[Begin]

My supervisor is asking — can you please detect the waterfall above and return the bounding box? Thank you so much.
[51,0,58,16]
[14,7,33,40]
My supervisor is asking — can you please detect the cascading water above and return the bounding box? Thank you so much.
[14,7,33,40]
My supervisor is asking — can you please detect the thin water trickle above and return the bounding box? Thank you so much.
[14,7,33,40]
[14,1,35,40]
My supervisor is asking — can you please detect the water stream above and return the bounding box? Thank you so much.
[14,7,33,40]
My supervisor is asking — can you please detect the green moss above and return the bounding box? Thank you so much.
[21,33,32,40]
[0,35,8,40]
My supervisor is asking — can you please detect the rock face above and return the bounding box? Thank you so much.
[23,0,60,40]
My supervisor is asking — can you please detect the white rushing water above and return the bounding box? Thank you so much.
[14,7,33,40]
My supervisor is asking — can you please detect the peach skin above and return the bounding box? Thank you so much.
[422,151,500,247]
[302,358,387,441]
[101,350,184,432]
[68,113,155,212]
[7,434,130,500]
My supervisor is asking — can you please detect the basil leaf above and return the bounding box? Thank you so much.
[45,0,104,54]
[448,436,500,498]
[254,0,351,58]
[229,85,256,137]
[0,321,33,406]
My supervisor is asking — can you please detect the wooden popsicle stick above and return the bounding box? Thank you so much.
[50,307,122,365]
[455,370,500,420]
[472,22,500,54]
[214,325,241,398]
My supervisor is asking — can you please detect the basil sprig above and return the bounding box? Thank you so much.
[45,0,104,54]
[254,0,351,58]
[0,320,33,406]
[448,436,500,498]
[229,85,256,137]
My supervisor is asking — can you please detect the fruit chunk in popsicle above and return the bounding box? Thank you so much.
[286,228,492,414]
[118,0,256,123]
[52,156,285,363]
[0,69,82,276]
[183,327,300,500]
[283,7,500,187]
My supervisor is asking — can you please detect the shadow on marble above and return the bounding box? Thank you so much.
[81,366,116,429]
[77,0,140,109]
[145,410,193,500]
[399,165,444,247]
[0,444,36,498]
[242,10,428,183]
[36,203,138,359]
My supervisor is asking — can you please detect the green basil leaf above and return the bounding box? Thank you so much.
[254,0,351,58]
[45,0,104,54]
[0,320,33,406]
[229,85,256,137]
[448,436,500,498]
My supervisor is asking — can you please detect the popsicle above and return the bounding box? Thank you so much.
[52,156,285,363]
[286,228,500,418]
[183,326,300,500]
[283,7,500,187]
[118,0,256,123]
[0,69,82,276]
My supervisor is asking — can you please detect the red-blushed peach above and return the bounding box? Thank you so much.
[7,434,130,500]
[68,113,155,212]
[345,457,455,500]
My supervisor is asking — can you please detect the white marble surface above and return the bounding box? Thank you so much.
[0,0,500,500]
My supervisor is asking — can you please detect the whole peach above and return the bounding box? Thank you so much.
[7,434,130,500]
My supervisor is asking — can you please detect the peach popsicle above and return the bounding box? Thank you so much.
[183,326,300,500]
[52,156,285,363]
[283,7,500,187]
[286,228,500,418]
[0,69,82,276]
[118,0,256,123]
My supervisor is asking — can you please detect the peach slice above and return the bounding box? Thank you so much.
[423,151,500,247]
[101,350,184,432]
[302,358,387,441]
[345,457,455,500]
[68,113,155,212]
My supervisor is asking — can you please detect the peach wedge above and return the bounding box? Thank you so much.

[End]

Rewrite the items above with every instance of "supervisor" replaced by "manager", keeping everything else the same.

**Response to the exercise:**
My manager is asking — can you please detect the waterfall above and return the bounding box? Thank you so much.
[51,0,58,16]
[14,7,33,40]
My manager is asking — can you please detect the cascading water above and return the bounding box? Thank you so much.
[14,7,33,40]
My manager is asking — can you please detect the thin water trickle above and return the bounding box? Thank you so much.
[14,7,33,40]
[14,1,35,40]
My manager is asking — can you please detect the water stream above and return the bounding box? Thank you so much.
[14,7,33,40]
My manager is asking — can you please detect the green moss above and return the bounding box? Thank you so much.
[21,33,32,40]
[0,35,8,40]
My manager is asking — can you please detect the rock face above and return the bounding box? Thank you so much.
[23,0,60,40]
My manager is asking — can you please detect the white rushing water above and return the bounding box? Thank you so much.
[14,7,33,40]
My manager is asking — can you please detect the peach skin above and return the bounding box? Thank you so much.
[422,151,500,247]
[302,358,387,441]
[101,350,184,432]
[68,113,155,212]
[7,434,130,500]
My manager is asking — can you please detect the basil leaf above and return the bounding box? Thank you so much.
[45,0,104,54]
[448,436,500,498]
[254,0,351,58]
[229,85,256,137]
[0,321,33,406]
My manager is asking — can you please detect the wooden popsicle stick above and return the bounding box? Thank you so much.
[50,307,122,365]
[455,370,500,420]
[472,22,500,54]
[214,325,241,398]
My manager is asking — can you please detect the basil sprig above and return the bounding box? Thank you so much.
[45,0,104,54]
[254,0,351,58]
[0,320,33,406]
[448,436,500,498]
[229,85,256,137]
My manager is asking — can you please detect the fruit chunk in popsicle above and return the bounding box? Thank you so much.
[286,228,492,414]
[118,0,256,123]
[52,156,285,363]
[0,69,82,276]
[183,327,300,500]
[283,7,500,187]
My manager is asking — can you please detect the shadow on marble above and return the bounding box? Thank you so much.
[81,366,116,429]
[77,0,140,109]
[145,410,193,500]
[399,165,444,247]
[0,444,36,498]
[242,10,428,183]
[36,203,138,359]
My manager is asking — can you please detect the green basil leaf above and return the bounding box? Thank you so much.
[254,0,351,58]
[45,0,104,54]
[0,320,33,406]
[229,85,256,137]
[448,436,500,498]
My manager is asking — can you please detect the popsicle above and return the bounding box? Thank you so much.
[52,156,285,363]
[286,228,500,418]
[183,326,300,500]
[283,7,500,187]
[118,0,256,123]
[0,69,82,276]
My manager is asking — can you please detect the red-blushed peach above and return the bounding box? Thank you so much.
[7,434,130,500]
[68,113,155,212]
[345,457,455,500]
My manager is asking — can you please detect the white marble surface above and return the bounding box? Thank you so much.
[0,0,500,500]
My manager is asking — can you please detect the whole peach above and return the bounding box? Thank you so much.
[7,434,130,500]
My manager is asking — can you please detect the peach popsicle above and return the bounding box? Thank you so much.
[183,326,300,500]
[52,156,285,363]
[283,7,500,187]
[286,228,500,418]
[0,69,82,276]
[118,0,256,123]
My manager is asking — can you please detect the peach slice above and return the bounding box? Thank you so much.
[423,151,500,247]
[101,350,184,432]
[302,358,387,441]
[345,457,455,500]
[68,113,155,212]
My manager is asking — can you please detect the peach wedge above and return the bounding box? Thank you so much.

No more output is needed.